[Text shown]

★ ★ ★ ★ ★ ★ ★

How do you make sure that the money keeps coming in?
1. One of the ways is to set up a recurring revenue business model. The recurring revenue business model is nowadays if you sign up for anything like you sign up for adobe, sign up for zoom, and sign up for LinkedIn. They want your money every month, or a yearly basis, or a quarterly basis. It’s not like you pay as you use or some different. Everybody wants a monthly check and has sort of becoming this landlord. So bring your business closer to that monthly paycheck.
For Example: If you own a beauty salon, how do you do that well come up with an idea that you know women can come and get their nails done weekly and give them some kind of a deal. Now if you’re charging them such as 20 pounds for each time they come to you and get their nails done. You might need to give them a break on the pricing like 15 pounds to get a commitment of coming in twice a month but taking that hit is okay because, if they come twice a month and they’re giving you 40 pounds a month and then you set up the business bottle in a way then, now they’re giving you 30 pounds a month but they’re committed every month. Your valuation is going to triple despite you losing money on the front end of the revenue because now the client is committed and the new owner knows that this business has got these 50 customers that pay 30 pounds a month. On the other side, women coming in and getting their nails done twice a month without any commitment, the new buyer is going to go or not, if those women are coming back or not.
2. Set up systems and processes so that you don’t have to go out and invite those women again and again.
For Example: If Alina has signed up in XYZ nail salon. Alina instead of charging you 40 pounds XYZ charge you 30 pounds but XYZ need to set up a system where they keep reminding Alina that “hey Alina your nails are due here’s a link set up an appointment, by the way, we charged your credit card five days ago, so set up an appointment we want you to come back, oh! Last time you picked this shade, this time would you like to pick this shade” make it easy for your customer and this is why the new owner wants to sit back and doesn’t want to be sending those emails he doesn’t mean you want to be calling. So, make it easy for them.
If you just do these two things not too many things you might be able to double the value of your business over the next six months.

★ ★ ★ ★ ★ ★ ★

(Pointing dataset excerpts)
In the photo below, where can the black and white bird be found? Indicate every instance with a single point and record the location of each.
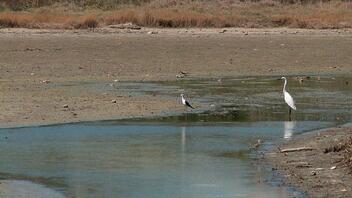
(185, 102)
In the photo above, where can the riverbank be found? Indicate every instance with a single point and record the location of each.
(39, 67)
(322, 168)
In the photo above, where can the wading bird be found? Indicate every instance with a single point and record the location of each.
(288, 98)
(185, 102)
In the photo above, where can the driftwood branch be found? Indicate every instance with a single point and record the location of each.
(296, 149)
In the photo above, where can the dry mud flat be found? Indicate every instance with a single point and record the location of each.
(33, 60)
(319, 169)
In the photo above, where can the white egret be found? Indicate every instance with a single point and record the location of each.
(288, 98)
(185, 102)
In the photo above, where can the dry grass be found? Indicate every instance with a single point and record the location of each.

★ ★ ★ ★ ★ ★ ★

[Tasks for this exercise]
1. Based on the text on recurring revenue, say whether each statement agrees with it. Answer yes or no for each, and quote the words that decide it.
(a) In the salon example, the usual price per visit is 20 pounds.
(b) The first way given is to set up systems and processes so that customers don't have to be invited again and again.
(c) The reminder to Alina says her credit card was charged five days ago.
2. According to the text on recurring revenue, how many customers does the new owner know the salon has, and how much does each pay?
3. From the text on recurring revenue, extract the part starting with "How do you make" and going on through "that monthly paycheck.".

[Answers by task]
1.
(a) Yes: "if you’re charging them such as 20 pounds for each time they come to you"
(b) No: "One of the ways is to set up a recurring revenue business model."
(c) Yes: "by the way, we charged your credit card five days ago"

2. 50 customers, each paying 30 pounds a month.

3.
How do you make sure that the money keeps coming in?
1. One of the ways is to set up a recurring revenue business model. The recurring revenue business model is nowadays if you sign up for anything like you sign up for adobe, sign up for zoom, and sign up for LinkedIn. They want your money every month, or a yearly basis, or a quarterly basis. It’s not like you pay as you use or some different. Everybody wants a monthly check and has sort of becoming this landlord. So bring your business closer to that monthly paycheck.